Lines of data —

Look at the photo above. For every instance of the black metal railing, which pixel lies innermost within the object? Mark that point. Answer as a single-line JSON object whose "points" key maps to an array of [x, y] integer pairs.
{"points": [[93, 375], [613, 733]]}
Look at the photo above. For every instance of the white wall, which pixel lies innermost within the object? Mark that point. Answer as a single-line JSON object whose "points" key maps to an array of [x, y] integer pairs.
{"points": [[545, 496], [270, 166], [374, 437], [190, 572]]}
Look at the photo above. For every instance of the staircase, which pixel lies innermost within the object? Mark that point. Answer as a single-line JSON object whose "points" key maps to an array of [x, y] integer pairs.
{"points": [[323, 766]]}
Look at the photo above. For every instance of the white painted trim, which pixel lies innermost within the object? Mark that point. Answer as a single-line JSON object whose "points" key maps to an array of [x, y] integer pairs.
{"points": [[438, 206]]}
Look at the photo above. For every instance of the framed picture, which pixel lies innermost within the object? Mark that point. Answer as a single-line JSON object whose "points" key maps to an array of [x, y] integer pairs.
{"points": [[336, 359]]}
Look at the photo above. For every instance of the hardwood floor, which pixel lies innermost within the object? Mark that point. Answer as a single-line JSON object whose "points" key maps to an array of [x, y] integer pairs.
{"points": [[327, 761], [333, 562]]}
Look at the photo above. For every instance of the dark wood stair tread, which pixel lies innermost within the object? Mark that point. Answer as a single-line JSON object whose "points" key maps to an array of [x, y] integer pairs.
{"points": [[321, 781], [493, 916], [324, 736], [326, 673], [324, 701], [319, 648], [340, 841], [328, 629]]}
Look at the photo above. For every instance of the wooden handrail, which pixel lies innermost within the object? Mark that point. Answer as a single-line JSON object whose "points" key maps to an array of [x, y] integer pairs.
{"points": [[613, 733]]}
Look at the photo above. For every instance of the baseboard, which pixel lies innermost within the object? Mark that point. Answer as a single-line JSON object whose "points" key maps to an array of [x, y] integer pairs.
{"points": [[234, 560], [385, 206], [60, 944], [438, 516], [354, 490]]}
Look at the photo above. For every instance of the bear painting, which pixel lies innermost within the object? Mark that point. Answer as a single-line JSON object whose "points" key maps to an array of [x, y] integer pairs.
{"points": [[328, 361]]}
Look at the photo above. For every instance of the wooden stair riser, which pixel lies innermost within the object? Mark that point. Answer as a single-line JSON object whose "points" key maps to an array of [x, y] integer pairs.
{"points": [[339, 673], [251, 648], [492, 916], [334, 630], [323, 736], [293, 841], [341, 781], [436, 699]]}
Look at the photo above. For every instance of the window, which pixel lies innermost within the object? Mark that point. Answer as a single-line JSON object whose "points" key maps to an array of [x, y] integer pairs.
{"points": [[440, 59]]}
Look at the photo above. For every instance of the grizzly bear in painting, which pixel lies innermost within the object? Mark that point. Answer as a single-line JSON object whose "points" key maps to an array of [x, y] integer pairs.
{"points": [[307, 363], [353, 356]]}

WRITTEN EXERCISE —
Could you format the entries above as a JSON list of strings, one string per line, leaving out any blank lines?

COMPLETE OUTPUT —
[
  "Look at the photo above. For every instance of the black metal railing, which pixel lies innermost within the object? Mark that point. Answer as a single-line JSON object whose \"points\" key maps to an array of [x, y] integer pairs.",
  "{\"points\": [[93, 375], [613, 733]]}",
  "Look at the photo above. For every instance of the white wall, which pixel lies innermost within the object? Mark that point. Answer as a single-line JSON object whose \"points\" key maps to an array of [x, y] integer pairs.",
  "{\"points\": [[545, 496], [270, 166], [374, 437], [190, 572]]}",
  "Look at the photo above. For every instance of the staircase, which pixel lies innermost within the object? Mark that point. Answer as a single-line JSON object whose \"points\" key maps to an array of [x, y] integer pairs.",
  "{\"points\": [[323, 766]]}",
  "Look at the photo above. For every instance of the white painted trim, which pixel lies innermost within the object? Mark that point. Answer as a single-line JSON object whose \"points\" key maps to an array of [x, y] integer pairs.",
  "{\"points\": [[438, 206]]}",
  "Look at the photo above. For every instance of the framed picture, which pixel lies innermost within the object? Mark that point. Answer as a single-line JSON object whose \"points\" key maps to an array of [x, y] integer pairs.",
  "{\"points\": [[336, 359]]}",
  "Look at the photo above. For every instance of the hardwood floor, which pixel lies innermost within the object? Mark that point. Answer as a single-line JSON object whose \"points\" key maps to an array of [x, y] integer pairs.",
  "{\"points\": [[327, 761], [333, 562]]}",
  "Look at the photo above. For every instance of the dark wood stair tread, which pixel lies innermost within the object? Mark that point. Answer as a single-line JSON object whose \"points\" key maps to an array of [x, y] integer pairs.",
  "{\"points\": [[321, 781], [493, 916], [324, 736], [326, 673], [324, 701], [319, 648], [340, 841], [328, 629]]}",
  "Look at the photo above. For every instance of the wooden handrail, which pixel lies innermost within the object? Mark that point. Answer as a single-line JSON object whose \"points\" key maps to an array of [x, y] integer pairs.",
  "{\"points\": [[613, 733]]}",
  "Look at the photo above. For every instance of the baseboard, which pixel lies innermost within the object? Mark that point. Answer as a single-line JSON object whose \"points\" key maps to an array of [x, y] integer pairs.",
  "{\"points\": [[234, 560], [385, 206], [60, 944], [438, 516], [354, 490]]}",
  "Look at the photo above. For every instance of the bear painting, which pixel lies innermost within the object? Mark that point. Answer as a single-line JSON object whose \"points\" key maps to an array of [x, y] integer pairs.",
  "{\"points\": [[328, 361]]}",
  "Look at the photo above. For every instance of the wooden stair riser, which pixel lies innermost within the object? Mark that point. Answer as a single-line JSON object whose \"points\" key maps to an array of [x, y] integer pairs.",
  "{\"points\": [[339, 673], [251, 648], [492, 916], [334, 630], [323, 736], [293, 841], [341, 781], [436, 699]]}",
  "Look at the photo above. For every instance of the window, which pixel lies innermost within the object? Mark that point. Answer as a single-line JSON object whose \"points\" key maps to an array of [x, y] integer pairs.",
  "{\"points\": [[440, 59]]}",
  "Look at the photo above. For every instance of the grizzly bear in painting, which pixel lies innermost within the object? Mark that point. Answer as a single-line JSON object whose \"points\" key maps to an array of [x, y] integer pairs.",
  "{\"points\": [[307, 363], [353, 356]]}"
]